= PROBLEMS TO WORK ON =
1: Translate this sentence from the abstract on genome editing for sickle cell disease into Spanish: "Sickle cell disease (SCD) is a common severe blood disorder, caused by one major point mutation in the HBB gene."
2: According to the abstract on genome editing for sickle cell disease, which method was used for genome-wide off-target discovery before multiplexed targeted sequencing?

= SOURCE DOCUMENT =
--

Development and IND-enabling studies of a novel Cas9 genome-edited autologous CD34 ⁺ cell therapy to induce fetal hemoglobin for sickle cell disease

Sickle cell disease (SCD) is a common severe blood disorder, caused by one major point mutation in the HBB gene. Current pharmacotherapies are only partially effective and potentially curative allogeneic hematopoietic stem cell transplantation (HSCT) is associated with immune toxicities. Genome editing of autologous patient hematopoietic stem cells (HSCs) to reactivate fetal hemoglobin (HbF) in erythroid progeny offers a potentially curative approach to treat SCD and circumvents some problems associated with allogeneic HSCT. Although the FDA has released guidelines for evaluating genome editing risks, it remains unclear how to best to assess the preclinical safety and efficacy of genome-edited cellular drug products to prepare for a clinical trial. Here we describe rigorous pre-clinical characterization and optimization of a therapeutic γ-globin gene promoter editing strategy that supported an investigational new drug (IND) application cleared by the FDA. We compared targets in the γ-globin promoter and BCL11A erythroid-specific enhancer, identified a lead candidate that potently induces HbF, and tested our approach in mobilized CD34 ⁺ HSPCs from normal donors and individuals with SCD. We observed efficient editing, induction of HbF to levels predicted to be therapeutic, and reduction of sickling in red blood cells derived from edited HSPCs. With single-cell western and RNA-seq analyses, we defined the heterogeneity and specificity of HbF induction and HBG1/HBG2 transcription. With CHANGE-seq for sensitive and unbiased genome-wide off-target discovery followed by multiplexed targeted sequencing, we did not detect off-target activity in edited HSPCs. Our study provides a blueprint for translating new discoveries on ex vivo genome editing of HSCs towards clinical trials for treating SCD and other blood disorders.

--

= DATA SUPPLIED =
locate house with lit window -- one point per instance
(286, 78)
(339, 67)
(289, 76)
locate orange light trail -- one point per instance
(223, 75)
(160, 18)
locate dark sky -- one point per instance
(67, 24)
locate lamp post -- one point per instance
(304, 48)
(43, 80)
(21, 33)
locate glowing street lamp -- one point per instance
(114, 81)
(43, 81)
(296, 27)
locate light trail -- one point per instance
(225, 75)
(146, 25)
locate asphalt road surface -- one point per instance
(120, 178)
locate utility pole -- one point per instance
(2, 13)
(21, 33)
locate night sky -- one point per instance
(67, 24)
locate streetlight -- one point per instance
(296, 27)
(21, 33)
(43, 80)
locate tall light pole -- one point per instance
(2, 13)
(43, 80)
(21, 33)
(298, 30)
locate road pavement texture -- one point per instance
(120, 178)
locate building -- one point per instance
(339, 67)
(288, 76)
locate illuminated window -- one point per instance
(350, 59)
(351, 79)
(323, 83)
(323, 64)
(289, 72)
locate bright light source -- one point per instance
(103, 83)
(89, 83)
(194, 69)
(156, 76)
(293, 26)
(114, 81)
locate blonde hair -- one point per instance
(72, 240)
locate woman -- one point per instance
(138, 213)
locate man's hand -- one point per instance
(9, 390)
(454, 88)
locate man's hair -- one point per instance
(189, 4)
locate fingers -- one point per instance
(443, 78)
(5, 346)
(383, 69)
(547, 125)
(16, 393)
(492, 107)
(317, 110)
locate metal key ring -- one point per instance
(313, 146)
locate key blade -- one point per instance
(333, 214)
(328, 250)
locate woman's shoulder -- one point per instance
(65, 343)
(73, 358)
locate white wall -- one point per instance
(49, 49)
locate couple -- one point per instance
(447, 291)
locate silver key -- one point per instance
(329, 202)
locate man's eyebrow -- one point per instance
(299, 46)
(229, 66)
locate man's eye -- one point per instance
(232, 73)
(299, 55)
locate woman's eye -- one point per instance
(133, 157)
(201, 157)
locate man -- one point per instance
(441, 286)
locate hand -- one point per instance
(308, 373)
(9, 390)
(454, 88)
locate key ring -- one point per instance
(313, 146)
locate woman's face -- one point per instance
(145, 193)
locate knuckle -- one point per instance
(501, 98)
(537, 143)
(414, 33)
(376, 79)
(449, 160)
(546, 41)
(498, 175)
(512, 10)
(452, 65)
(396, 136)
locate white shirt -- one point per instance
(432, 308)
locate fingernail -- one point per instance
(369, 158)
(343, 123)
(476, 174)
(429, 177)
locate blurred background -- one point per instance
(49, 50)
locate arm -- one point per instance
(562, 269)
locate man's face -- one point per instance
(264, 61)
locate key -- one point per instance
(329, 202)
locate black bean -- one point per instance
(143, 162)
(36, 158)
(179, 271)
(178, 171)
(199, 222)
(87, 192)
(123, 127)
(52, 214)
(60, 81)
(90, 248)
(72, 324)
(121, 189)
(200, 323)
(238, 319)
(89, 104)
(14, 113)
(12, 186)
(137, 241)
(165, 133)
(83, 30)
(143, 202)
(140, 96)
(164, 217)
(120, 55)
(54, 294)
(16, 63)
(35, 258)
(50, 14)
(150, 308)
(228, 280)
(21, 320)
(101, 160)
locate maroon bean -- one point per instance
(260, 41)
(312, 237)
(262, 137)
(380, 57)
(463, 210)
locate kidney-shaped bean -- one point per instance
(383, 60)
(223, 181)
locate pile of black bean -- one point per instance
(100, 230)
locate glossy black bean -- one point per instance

--

= SOLUTIONS TO THE EXERCISE =
1: La enfermedad de células falciformes (ECF) es un trastorno sanguíneo grave y común, causado por una mutación puntual principal en el gen HBB.

2: CHANGE-seq